- **Work request 1**
Reproduce the data-source records below line for line, omitting the pictures.
── Source passage ──
In practice, MGFs often provide a faster route than direct convolution: multiply the MGFs, then identify the resulting distribution.

Product distribution

For the product $Z = XY$ of two independent continuous random variables, the PDF is:

$f_Z(z) = \int_{-\infty}^{\infty} \frac{1}{|x|}\,f_X(x)\,f_Y\!\left(\frac{z}{x}\right)dx$

This formula comes from the same change-of-variables logic, with the $\frac{1}{|x|}$ factor acting as the Jacobian. Product distributions arise in contexts like modeling the area of a rectangle with random dimensions, or in signal processing where a signal is multiplied by a random gain.

Joint continuous distributions

Joint distributions describe the simultaneous behavior of two or more continuous random variables. They capture not just individual behavior but also the dependence structure between variables.

Joint probability density functions

The joint PDF $f_{X,Y}(x,y)$ of two continuous random variables must satisfy:

• $f_{X,Y}(x,y) \geq 0$ for all $(x,y)$
• $\int_{-\infty}^{\infty}\int_{-\infty}^{\infty} f_{X,Y}(x,y)\,dx\,dy = 1$

The probability that $(X,Y)$ falls in a region $A$ is:

$P((X,Y) \in A) = \iint_A f_{X,Y}(x,y)\,dx\,dy$

Two random variables are independent if and only if their joint PDF factors: $f_{X,Y}(x,y) = f_X(x) \cdot f_Y(y)$ for all $(x,y)$.

Marginal and conditional distributions

Marginal distributions recover the distribution of a single variable by integrating out the other:

$f_X(x) = \int_{-\infty}^{\infty} f_{X,Y}(x,y)\,dy \qquad f_Y(y) = \int_{-\infty}^{\infty} f_{X,Y}(x,y)\,dx$

Conditional distributions describe one variable given a fixed value of the other:

$f_{Y|X}(y|x) = \frac{f_{X,Y}(x,y)}{f_X(x)}, \quad \text{provided } f_X(x) > 0$

This is the continuous analog of conditional probability. The conditional expectation $E[Y \mid X = x] = \int_{-\infty}^{\infty} y\,f_{Y|X}(y|x)\,dy$ is particularly important in stochastic processes, where it forms the basis of filtering and prediction.
───
── Data provided ──
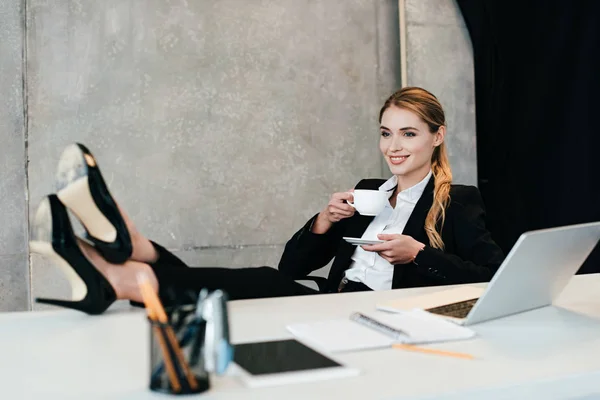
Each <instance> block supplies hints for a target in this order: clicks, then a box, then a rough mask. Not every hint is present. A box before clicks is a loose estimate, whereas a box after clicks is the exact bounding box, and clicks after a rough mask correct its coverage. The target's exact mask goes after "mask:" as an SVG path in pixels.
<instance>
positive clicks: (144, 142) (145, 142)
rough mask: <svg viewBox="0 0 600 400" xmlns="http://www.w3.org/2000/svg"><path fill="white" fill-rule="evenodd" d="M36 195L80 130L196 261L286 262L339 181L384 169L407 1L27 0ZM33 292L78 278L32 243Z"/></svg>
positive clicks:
───
- **Work request 2**
Continue the probability distributions passage from the point where it ends.

- **Answer space 1**
Each <instance> block supplies hints for a target in this order: clicks, then a box, then a rough mask. Not every hint is present. A box before clicks is a loose estimate, whereas a box after clicks is the exact bounding box, and clicks after a rough mask correct its coverage. The target's exact mask goes after "mask:" as an SVG path in pixels.
<instance>
positive clicks: (144, 142) (145, 142)
rough mask: <svg viewBox="0 0 600 400" xmlns="http://www.w3.org/2000/svg"><path fill="white" fill-rule="evenodd" d="M36 195L80 130L196 261L286 262L339 181L384 169L407 1L27 0ZM33 292L78 278L32 243Z"/></svg>
positive clicks:

- **Answer space 2**
Covariance and correlation

Covariance measures the linear co-movement of two random variables:

$\text{Cov}(X,Y) = E[(X - \mu_X)(Y - \mu_Y)] = E[XY] - E[X]E[Y]$

The computational form $E[XY] - E[X]E[Y]$ is usually easier to evaluate than the definition.

The correlation coefficient normalizes covariance to the range $[-1, 1]$:

$\rho_{X,Y} = \frac{\text{Cov}(X,Y)}{\sigma_X \sigma_Y}$

• $\rho = 1$ or $\rho = -1$: perfect linear relationship
• $\rho = 0$: no linear relationship (but the variables may still be dependent in a nonlinear way)
• If $X$ and $Y$ are independent, then $\text{Cov}(X,Y) = 0$. The converse is not true in general.

Order statistics

Order statistics deal with the sorted values of a random sample. If you draw $n$ independent observations from the same continuous distribution and sort them, the $k$th smallest value $X_{(k)}$ is the $k$th order statistic.

Distribution of the kth order statistic

Given $n$ i.i.d. continuous random variables with PDF $f_X(x)$ and CDF $F_X(x)$, the PDF of the $k$th order statistic $X_{(k)}$ is:

$f_{X_{(k)}}(x) = \frac{n!}{(k-1)!(n-k)!}\,[F_X(x)]^{k-1}[1 - F_X(x)]^{n-k}f_X(x)$

The intuition: for $X_{(k)}$ to have a density at $x$, exactly $k-1$ observations must fall below $x$, one observation must be at $x$, and $n-k$ must fall above. The combinatorial prefactor counts the ways to assign observations to these three groups.

Two special cases come up constantly:

• Minimum ($k = 1$): $f_{X_{(1)}}(x) = n[1 - F_X(x)]^{n-1}f_X(x)$
• Maximum ($k = n$): $f_{X_{(n)}}(x) = n[F_X(x)]^{n-1}f_X(x)$

The CDF of the $k$th order statistic is:

$F_{X_{(k)}}(x) = \sum_{i=k}^{n} \binom{n}{i}[F_X(x)]^i[1 - F_X(x)]^{n-i}$

Extreme value distributions

When $n$ grows large, the distribution of the sample maximum (after appropriate centering and scaling) converges to one of three extreme value distributions, classified by the tail behavior of the parent distribution:

• Gumbel (Type I): For distributions with exponentially decaying tails (e.g., normal, exponential). The CDF is $\exp(-e^{-(x-\mu)/\beta})$.
• Fréchet (Type II): For distributions with heavy (polynomial) tails (e.g., Pareto, Cauchy).
• Weibull (Type III): For distributions with a finite upper endpoint (e.g., uniform, beta).

These three families are unified by the Generalized Extreme Value (GEV) distribution, parameterized by a shape parameter $\xi$ that determines which type applies. Extreme value theory is central to risk modeling in finance, hydrology, and engineering, where you need to estimate the probability of rare, large events.

Limit theorems

Limit theorems describe what happens to sums and averages of random variables as the sample size grows. They provide the theoretical justification for much of statistical inference.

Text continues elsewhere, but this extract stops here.